§ TEXT EXCERPT:
_ _ _ _ _

As the Guardian writes, Paul Nurse's plans for the Francis Crick Institute are as sweeping as the building's architecture — the building has been dubbed by some as Sir Paul's Cathedral, the paper notes.
Nurse, the former president of the Royal Society and Nobel laureate, envisions the Crick Institute as a place where researchers can focus on riskier long-term projects. Researchers there will have greater freedom from chasing down grants, as each lab will receive some core funding, and decreased pressure to publish.
Rather than grouping the labs into departments, Nurse says there will be interest groups that researchers can affiliate with as their work takes them in various directions. Researchers with different interests have been assigned offices in labs in a way that Nurse says will lead to "gentle anarchy." At the same time, the institute will partner with pharmaceutical companies to tap their expertise as well.

_ _ _ _ _

§ SOURCE DATA:

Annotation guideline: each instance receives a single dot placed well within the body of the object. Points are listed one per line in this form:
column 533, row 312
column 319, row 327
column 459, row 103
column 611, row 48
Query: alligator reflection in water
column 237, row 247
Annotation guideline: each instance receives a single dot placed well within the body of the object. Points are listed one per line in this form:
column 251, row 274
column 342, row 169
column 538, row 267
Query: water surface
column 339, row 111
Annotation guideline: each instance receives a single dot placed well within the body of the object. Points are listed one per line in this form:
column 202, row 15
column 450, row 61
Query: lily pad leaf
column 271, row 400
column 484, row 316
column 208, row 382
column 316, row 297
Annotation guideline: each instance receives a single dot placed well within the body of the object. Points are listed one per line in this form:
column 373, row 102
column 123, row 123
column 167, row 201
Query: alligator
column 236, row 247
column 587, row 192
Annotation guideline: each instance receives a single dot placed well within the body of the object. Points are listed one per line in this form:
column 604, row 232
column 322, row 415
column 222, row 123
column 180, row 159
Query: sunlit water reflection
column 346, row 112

_ _ _ _ _

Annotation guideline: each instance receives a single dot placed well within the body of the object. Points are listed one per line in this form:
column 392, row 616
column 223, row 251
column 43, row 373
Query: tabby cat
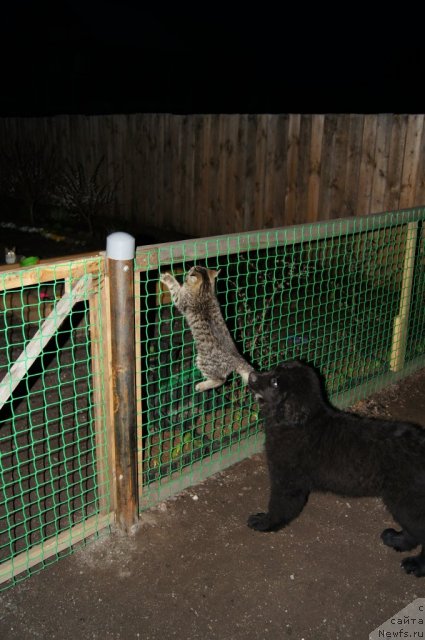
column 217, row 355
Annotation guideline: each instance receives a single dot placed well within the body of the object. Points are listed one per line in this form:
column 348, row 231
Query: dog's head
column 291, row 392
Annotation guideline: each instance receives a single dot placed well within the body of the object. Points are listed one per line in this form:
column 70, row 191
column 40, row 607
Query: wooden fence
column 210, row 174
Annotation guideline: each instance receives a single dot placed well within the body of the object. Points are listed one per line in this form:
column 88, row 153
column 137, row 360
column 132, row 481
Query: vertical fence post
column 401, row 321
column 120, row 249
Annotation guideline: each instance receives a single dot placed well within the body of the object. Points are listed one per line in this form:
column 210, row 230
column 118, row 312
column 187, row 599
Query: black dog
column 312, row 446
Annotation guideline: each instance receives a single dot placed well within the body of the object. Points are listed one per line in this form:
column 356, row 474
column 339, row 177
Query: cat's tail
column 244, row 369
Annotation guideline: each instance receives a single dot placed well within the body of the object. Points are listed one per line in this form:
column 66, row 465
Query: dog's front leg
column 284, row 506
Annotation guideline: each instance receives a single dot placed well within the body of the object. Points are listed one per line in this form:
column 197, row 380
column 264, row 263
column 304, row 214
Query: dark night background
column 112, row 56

_ _ _ _ _

§ EXERCISES TO COMPLETE:
1: Print the part of the Crick Institute text that opens with the words containing "Rather than grouping" and closes with "expertise as well.".
2: Proceed with the Crick Institute text, picking up right after its last sentence.
You won't need the data for this.

§ EXPECTED RESPONSES:
1:
Rather than grouping the labs into departments, Nurse says there will be interest groups that researchers can affiliate with as their work takes them in various directions. Researchers with different interests have been assigned offices in labs in a way that Nurse says will lead to "gentle anarchy." At the same time, the institute will partner with pharmaceutical companies to tap their expertise as well.

2:
"All I have done is stolen best practice as I see it from around the world," Nurse tells the Guardian.
Whether it will be able to deliver on these plans remains to be seen, the paper notes. "To an extent I think it is marvelous putting everyone together. There should be massive synergy from having such a lot of different expertise, people with different skills, different thoughts, different backgrounds, it should be fantastic," the University of York's Jenny Southgate says. "But you can't force people to work together, and just putting them in the same room doesn't mean that is going to happen."